Fragment tekstu.
————

Były już charytatywne biegi, kiermasze ogrodowe, puszka za los, nawet lato zamknięte w słoikach. Ale pomysłu na zorganizowanie bazarku odzieży używanej - dla wsparcia zwierząt w potrzebie - przynajmniej do tej pory jeszcze nikt w Szczecinie nie zrealizował. A jednak zadzieje się - już w najbliższą sobotę - ph. „Łap ciuszek".
Nietypowy bazarek odzieży używanej odbędzie się w gościnnym ogrodzie przy siedzibie Towarzystwa Opieki nad Zwierzętami, czyli przy ul. Ojca Beyzyma 17.

————

Zadania do wykonania.
1. Odpowiedz na podstawie tekstu o bazarku odzieży używanej:
(a) Pod jakim hasłem odbędzie się bazarek?
(b) Kiedy się odbędzie?
(c) Przy jakiej ulicy i pod jakim numerem się odbędzie?
2. Przepisz wiernie fragment tekstu o bazarku od słów „Były już charytatywne” aż do słów „Ojca Beyzyma 17.”.

————

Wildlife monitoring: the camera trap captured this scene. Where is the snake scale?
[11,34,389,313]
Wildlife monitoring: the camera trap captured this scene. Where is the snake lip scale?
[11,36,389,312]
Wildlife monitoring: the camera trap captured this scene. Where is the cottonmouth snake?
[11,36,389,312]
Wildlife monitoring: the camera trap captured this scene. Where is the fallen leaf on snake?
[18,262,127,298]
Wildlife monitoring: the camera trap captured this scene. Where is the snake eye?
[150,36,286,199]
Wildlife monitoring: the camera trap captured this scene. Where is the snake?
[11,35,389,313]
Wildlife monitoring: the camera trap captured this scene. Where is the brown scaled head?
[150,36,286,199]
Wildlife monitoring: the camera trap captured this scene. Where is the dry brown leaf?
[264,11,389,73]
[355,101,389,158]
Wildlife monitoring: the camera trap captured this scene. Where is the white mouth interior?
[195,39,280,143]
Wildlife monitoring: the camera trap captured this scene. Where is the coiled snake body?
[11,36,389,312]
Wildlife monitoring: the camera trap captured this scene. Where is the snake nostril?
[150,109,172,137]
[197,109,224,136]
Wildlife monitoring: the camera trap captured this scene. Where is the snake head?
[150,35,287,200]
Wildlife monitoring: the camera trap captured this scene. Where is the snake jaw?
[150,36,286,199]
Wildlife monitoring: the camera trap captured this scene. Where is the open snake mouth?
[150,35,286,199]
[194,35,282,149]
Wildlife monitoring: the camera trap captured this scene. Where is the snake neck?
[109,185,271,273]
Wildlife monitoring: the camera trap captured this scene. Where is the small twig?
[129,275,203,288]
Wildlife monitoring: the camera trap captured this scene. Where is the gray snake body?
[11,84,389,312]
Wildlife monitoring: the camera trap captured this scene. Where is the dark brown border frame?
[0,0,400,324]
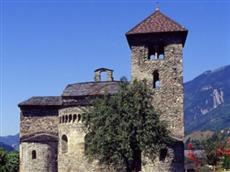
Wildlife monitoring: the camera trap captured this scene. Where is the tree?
[83,78,169,172]
[0,148,19,172]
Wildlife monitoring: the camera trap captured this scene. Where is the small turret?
[94,68,113,82]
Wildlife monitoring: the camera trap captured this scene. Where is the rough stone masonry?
[19,9,188,172]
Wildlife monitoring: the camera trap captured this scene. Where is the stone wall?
[58,107,101,172]
[20,108,58,137]
[19,142,57,172]
[20,107,58,172]
[131,44,184,172]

————

Odpowiedzi do zadań.
1.
(a) „Łap ciuszek"
(b) W najbliższą sobotę.
(c) Przy ul. Ojca Beyzyma 17.

2.
Były już charytatywne biegi, kiermasze ogrodowe, puszka za los, nawet lato zamknięte w słoikach. Ale pomysłu na zorganizowanie bazarku odzieży używanej - dla wsparcia zwierząt w potrzebie - przynajmniej do tej pory jeszcze nikt w Szczecinie nie zrealizował. A jednak zadzieje się - już w najbliższą sobotę - ph. „Łap ciuszek".
Nietypowy bazarek odzieży używanej odbędzie się w gościnnym ogrodzie przy siedzibie Towarzystwa Opieki nad Zwierzętami, czyli przy ul. Ojca Beyzyma 17.